I suspect that one can make the intelligibility argument just as well for computing & communications as for finance – though the lack of a Comms Chernobyl will make it harder to sell the idea in that industry.

Transparency/intelligibility need not be mandatory; companies should be able to choose obscurity. However, the choice of keeping their activities shrouded will bear the cost of increased regulatory scrutiny – and perhaps higher expectations regarding performance against public interest mandates. Comcast need not explain exactly how it manages its network; but if it chooses obscurity, it should face tougher network neutrality expectations. Microsoft does not have to disclose its interfaces; but if it chooses obscurity, it should face a tougher anti-trust test. Google need not explain how it uses DoubleClick data to improve ad click-throughs; but if it chooses obscurity, it should face tougher privacy protection requirements.

My “transparency to intelligibility” post proposed algorithmic complexity as a way to measure intelligibility. That’s not the only method. Another (prompted by the financial crisis, and teetering software stacks) is an abstraction ladder: the more steps between a derivative and its underlying asset, the higher it is on the abstraction ladder, and the less intelligible and more risky it should be deemed to be. In computing & communications as in finance, the abstraction ladder counts the number of rungs up from atoms. The networking stack is an example: from wires in the ground one climbs up to links, networks, sessions, applications. On the premise that atoms are easier to observe than bits, and that piling up inscrutable and unstable combinations are easier the higher you go, services at higher layers will be subject to closer regulatory scrutiny, other things (like market concentration) being equal.

Monday, November 17, 2008

Lessons for communications regulation from banking complexity

A New Scientist story on Why the financial system is like an ecosystem (Debora Mackenzie, 22 October 2008) traces how the science of complexity might prevent future breakdowns of the world’s financial system.

The lessons apply to communications regulation, too. Both finance and the ICT business (“Information & Computer Technology”) are complex systems. The recommendations in the article resonate with the conclusions I came to in my paper Internet Governance as Forestry. This post explores some of the resonances.

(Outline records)

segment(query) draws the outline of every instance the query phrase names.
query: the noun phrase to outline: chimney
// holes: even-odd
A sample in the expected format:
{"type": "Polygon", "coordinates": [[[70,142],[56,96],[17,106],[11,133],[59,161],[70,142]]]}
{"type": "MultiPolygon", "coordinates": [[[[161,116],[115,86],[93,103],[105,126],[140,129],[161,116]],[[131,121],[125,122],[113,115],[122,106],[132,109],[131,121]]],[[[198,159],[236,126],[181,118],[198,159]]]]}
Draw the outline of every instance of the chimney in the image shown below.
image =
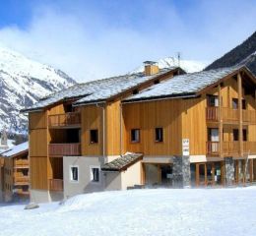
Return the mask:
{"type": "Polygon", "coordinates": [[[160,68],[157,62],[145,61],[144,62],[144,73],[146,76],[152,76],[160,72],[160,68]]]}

▸ **EXERCISE REQUIREMENTS**:
Answer these questions from the excerpt on communications regulation:
1. What should Comcast face if it chooses obscurity?
2. What did the "transparency to intelligibility" post propose as a way to measure intelligibility?
3. On what date was the New Scientist story on the financial system published?

▸ **PROBLEM SOLUTION**:
1. Tougher network neutrality expectations.
2. Algorithmic complexity.
3. 22 October 2008.